--- PROMPT A ---
Answer these questions using the relicensing announcement below:
(i) How many contributors took part in the relicensing process?
(ii) Which branch will become Firefox/Thunderbird 2?
(iii) Under what terms will binaries for Firefox and Thunderbird continue to be available?
--- PROMPT B ---
Reproduce word for word the stretch of the relicensing announcement from "The complete relicensed" through "their respective EULAs.".

--- SELECTED EXCERPT ---
__________

March 31, 2006

Relicensing Complete

Yes, that's right. After four and a half years, 445 contributors and 28522 files, we can celebrate Mozilla's eighth birthday by announcing that the relicensing process is complete. All the code in the Mozilla source code repository which makes up Firefox, Thunderbird, Seamonkey and Camino is available under your choice of the MPL, LGPL or GPL.

This change is in line with the Mozilla Foundation's commitment to making our code available to as wide a group of developers as possible, as part of our mission to promote choice and innovation on the Internet. We hope that this will enable people to build even more cool and innovative products.

The complete relicensed codebase is available by checking out the Mozilla trunk (which will become Firefox/Thunderbird 3) or the 1.8 branch (which will become Firefox/Thunderbird 2)*.

Points to note:

  • This affects source code licensing only. Binaries for Firefox and Thunderbird will continue to be available under their respective EULAs.

  • People wishing to use the Mozilla source code under GPL terms will, obviously, need to abide by those terms and also make sure all the other code they use is GPLed or GPL-compatible. Similar considerations apply for the LGPL.

__________

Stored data
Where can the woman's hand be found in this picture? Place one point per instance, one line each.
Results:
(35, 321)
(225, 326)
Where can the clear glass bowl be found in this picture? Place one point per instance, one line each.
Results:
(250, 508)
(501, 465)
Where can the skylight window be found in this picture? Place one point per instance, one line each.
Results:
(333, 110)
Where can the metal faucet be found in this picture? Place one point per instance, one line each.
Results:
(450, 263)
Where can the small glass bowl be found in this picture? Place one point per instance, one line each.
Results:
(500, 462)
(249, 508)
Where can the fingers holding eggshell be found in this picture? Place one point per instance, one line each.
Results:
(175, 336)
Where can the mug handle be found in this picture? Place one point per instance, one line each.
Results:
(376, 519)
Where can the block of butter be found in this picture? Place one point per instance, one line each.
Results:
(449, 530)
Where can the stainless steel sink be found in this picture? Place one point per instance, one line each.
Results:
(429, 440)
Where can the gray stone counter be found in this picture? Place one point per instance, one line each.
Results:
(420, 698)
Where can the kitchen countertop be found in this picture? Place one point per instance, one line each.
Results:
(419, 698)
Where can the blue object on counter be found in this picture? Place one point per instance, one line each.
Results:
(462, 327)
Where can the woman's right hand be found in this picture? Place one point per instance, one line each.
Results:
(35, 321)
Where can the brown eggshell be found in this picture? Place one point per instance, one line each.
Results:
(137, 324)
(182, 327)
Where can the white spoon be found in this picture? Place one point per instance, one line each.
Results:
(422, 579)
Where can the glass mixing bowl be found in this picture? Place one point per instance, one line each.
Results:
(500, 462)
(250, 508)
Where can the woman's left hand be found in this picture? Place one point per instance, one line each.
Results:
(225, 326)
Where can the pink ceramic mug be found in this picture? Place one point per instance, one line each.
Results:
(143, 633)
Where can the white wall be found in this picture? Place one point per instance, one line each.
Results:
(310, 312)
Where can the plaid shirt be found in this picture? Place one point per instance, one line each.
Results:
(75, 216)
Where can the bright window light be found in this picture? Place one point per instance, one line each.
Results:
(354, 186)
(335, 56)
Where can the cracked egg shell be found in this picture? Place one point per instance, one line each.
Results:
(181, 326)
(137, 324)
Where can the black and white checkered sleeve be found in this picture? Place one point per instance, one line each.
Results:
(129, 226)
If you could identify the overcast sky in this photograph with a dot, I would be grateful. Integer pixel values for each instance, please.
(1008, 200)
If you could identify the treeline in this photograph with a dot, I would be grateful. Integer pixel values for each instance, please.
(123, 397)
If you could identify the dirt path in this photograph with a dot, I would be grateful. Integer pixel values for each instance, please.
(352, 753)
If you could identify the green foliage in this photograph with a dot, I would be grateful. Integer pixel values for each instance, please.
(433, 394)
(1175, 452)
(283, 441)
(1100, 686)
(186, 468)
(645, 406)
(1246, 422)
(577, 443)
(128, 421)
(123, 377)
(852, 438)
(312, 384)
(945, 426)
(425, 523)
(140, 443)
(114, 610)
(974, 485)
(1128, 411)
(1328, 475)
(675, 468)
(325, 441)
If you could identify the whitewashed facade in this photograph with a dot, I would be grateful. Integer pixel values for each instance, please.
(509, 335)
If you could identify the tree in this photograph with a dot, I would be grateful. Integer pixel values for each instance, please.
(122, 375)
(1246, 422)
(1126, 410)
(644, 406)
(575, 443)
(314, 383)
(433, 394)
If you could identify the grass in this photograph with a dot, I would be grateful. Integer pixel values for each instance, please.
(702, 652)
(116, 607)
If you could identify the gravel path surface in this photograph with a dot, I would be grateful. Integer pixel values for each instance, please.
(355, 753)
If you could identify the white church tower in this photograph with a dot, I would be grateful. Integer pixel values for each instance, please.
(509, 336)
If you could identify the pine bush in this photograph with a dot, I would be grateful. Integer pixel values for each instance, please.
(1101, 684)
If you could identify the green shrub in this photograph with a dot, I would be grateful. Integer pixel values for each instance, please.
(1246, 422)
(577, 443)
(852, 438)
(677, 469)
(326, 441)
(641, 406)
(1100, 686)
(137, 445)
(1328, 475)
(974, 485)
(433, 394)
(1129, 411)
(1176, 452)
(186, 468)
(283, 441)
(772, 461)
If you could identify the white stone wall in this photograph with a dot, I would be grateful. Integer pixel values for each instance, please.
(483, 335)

__________

--- TASK OUTPUT A ---
(i) 445
(ii) The 1.8 branch
(iii) Their respective EULAs

--- TASK OUTPUT B ---
The complete relicensed codebase is available by checking out the Mozilla trunk (which will become Firefox/Thunderbird 3) or the 1.8 branch (which will become Firefox/Thunderbird 2)*.

Points to note:

  • This affects source code licensing only. Binaries for Firefox and Thunderbird will continue to be available under their respective EULAs.